A former member of Congress and I were talking a few years ago. We were wondering how advocates of so-called national missile defense systems manage to win appropriations each year. He said, “We opponents win on the facts of the matter. We win on policy analysis. We win on policy recommendation. But then we lose floor votes in the House and the Senate. Why?” Then he answered his own question: because advocates of the national missile defense system have the best story. People – and law makers — go with the story rather than with the facts and the analysis.

This “best story” is a narrative about threats and fear. The narrative tells people about their world and their place in it. The national-defense story – like the war-on-terror story — is a narrative of cosmological proportion. The definition of the problem runs like this: good people and bad people inhabit the world, we are the good people, and the bad people are trying to kill us. The resolution to this problem is: if we want to survive, we will have to stop the bad people from attacking us by killing them first. The story defines the problem, and the problem definition leads to the “solution.”

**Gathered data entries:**
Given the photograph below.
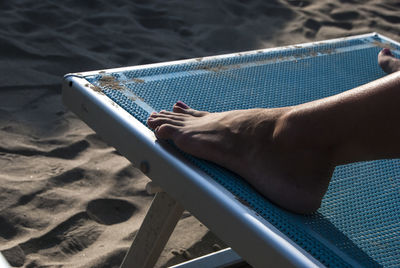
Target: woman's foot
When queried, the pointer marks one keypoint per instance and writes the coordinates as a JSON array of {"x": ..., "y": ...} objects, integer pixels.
[
  {"x": 388, "y": 62},
  {"x": 257, "y": 145},
  {"x": 288, "y": 154}
]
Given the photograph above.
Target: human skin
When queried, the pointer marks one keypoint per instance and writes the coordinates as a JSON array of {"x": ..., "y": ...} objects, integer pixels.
[{"x": 289, "y": 154}]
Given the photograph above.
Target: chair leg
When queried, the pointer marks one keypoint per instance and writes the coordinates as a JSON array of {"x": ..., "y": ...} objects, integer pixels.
[{"x": 156, "y": 228}]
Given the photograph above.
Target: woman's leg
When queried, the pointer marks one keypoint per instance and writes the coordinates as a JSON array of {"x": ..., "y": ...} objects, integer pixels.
[{"x": 289, "y": 154}]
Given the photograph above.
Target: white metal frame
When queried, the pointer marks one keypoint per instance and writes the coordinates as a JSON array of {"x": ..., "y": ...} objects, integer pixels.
[{"x": 250, "y": 235}]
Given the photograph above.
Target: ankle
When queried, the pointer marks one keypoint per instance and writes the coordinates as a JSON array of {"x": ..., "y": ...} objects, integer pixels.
[{"x": 296, "y": 130}]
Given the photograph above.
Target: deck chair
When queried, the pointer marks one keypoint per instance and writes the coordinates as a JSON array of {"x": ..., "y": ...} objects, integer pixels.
[{"x": 358, "y": 224}]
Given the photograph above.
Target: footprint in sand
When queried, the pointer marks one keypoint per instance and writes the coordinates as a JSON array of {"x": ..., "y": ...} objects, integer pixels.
[{"x": 110, "y": 211}]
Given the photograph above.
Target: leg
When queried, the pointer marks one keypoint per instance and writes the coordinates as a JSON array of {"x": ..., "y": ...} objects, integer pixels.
[{"x": 289, "y": 154}]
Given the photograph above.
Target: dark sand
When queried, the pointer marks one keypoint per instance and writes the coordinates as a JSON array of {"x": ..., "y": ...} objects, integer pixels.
[{"x": 66, "y": 198}]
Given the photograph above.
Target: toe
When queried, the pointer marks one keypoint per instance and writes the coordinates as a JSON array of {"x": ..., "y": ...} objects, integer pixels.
[
  {"x": 166, "y": 132},
  {"x": 188, "y": 111},
  {"x": 157, "y": 122},
  {"x": 388, "y": 62}
]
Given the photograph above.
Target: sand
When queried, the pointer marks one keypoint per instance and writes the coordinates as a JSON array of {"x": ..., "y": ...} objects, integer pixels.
[{"x": 66, "y": 198}]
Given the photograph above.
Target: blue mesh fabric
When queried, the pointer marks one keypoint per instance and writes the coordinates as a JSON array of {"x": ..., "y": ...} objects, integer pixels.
[{"x": 359, "y": 222}]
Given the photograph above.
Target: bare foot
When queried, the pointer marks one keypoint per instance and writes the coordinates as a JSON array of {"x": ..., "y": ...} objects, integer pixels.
[
  {"x": 256, "y": 145},
  {"x": 288, "y": 154},
  {"x": 388, "y": 62}
]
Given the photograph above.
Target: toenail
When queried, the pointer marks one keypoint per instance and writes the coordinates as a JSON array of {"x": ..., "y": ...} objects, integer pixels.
[
  {"x": 182, "y": 104},
  {"x": 387, "y": 52}
]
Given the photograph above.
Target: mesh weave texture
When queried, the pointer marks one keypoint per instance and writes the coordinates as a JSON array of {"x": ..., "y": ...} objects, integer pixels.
[{"x": 358, "y": 223}]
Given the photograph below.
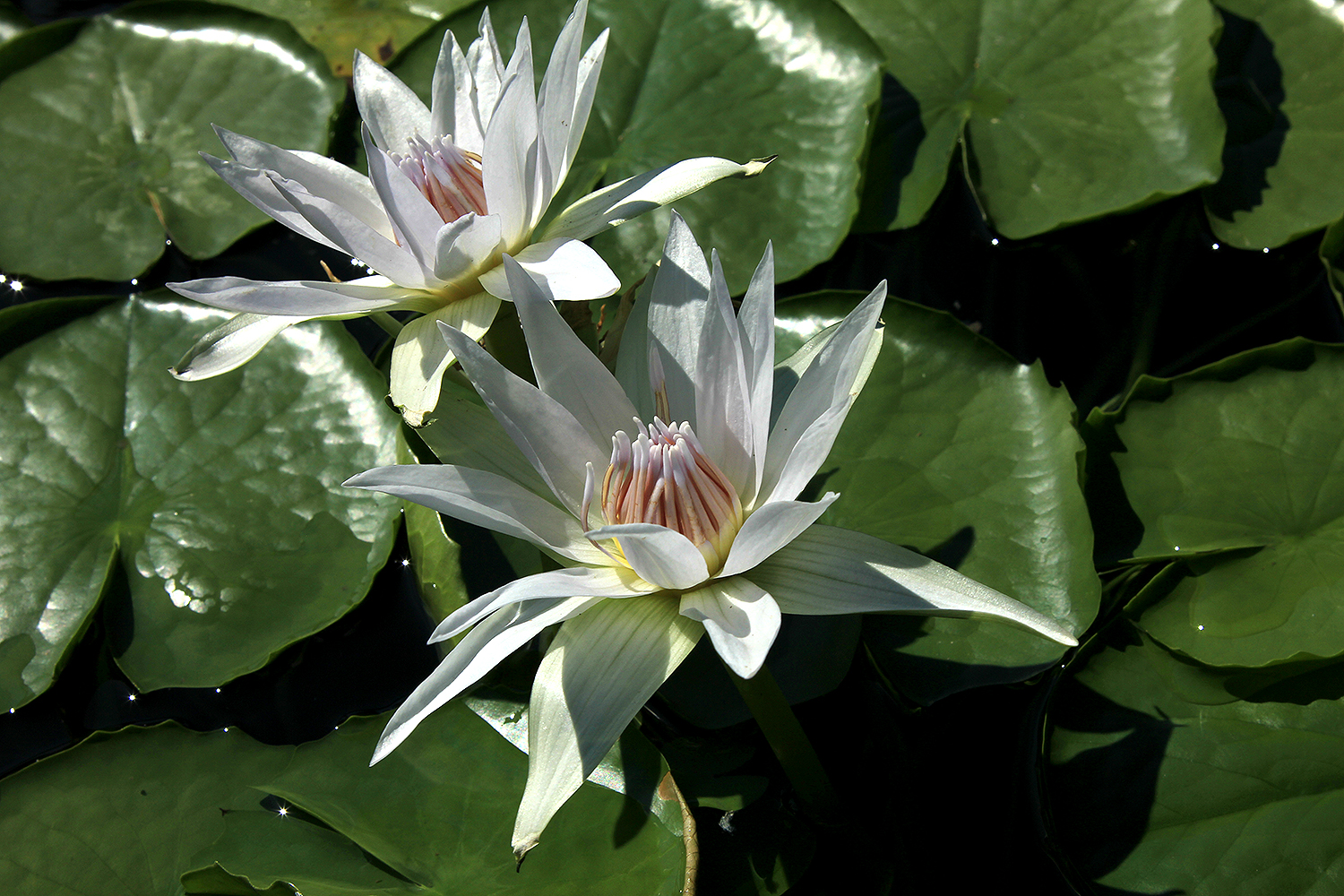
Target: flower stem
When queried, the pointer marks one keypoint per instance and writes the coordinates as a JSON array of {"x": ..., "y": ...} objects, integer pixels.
[
  {"x": 387, "y": 323},
  {"x": 789, "y": 743}
]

**Your tasks:**
1) Translate this sentence from the passage on missile defense into Spanish: "The narrative tells people about their world and their place in it."
2) Sum up the passage on missile defense in two sentences.
3) In the passage on missile defense, rewrite the part that opens with the words containing "A former member" and closes with "and the analysis.", swapping "floor votes" for "roll-call votes".
The data is not needed for any of this work.

**Responses to the exercise:**
1) La narrativa les cuenta a las personas sobre su mundo y su lugar en él.

2) Opponents of national missile defense systems win on facts and policy analysis but lose floor votes in Congress, because advocates have the best story and lawmakers go with the story. That story is a narrative about threats and fear in which good people must stop bad people from attacking them by killing them first, so the way the problem is defined leads to the "solution."

3)
A former member of Congress and I were talking a few years ago. We were wondering how advocates of so-called national missile defense systems manage to win appropriations each year. He said, “We opponents win on the facts of the matter. We win on policy analysis. We win on policy recommendation. But then we lose roll-call votes in the House and the Senate. Why?” Then he answered his own question: because advocates of the national missile defense system have the best story. People – and law makers — go with the story rather than with the facts and the analysis.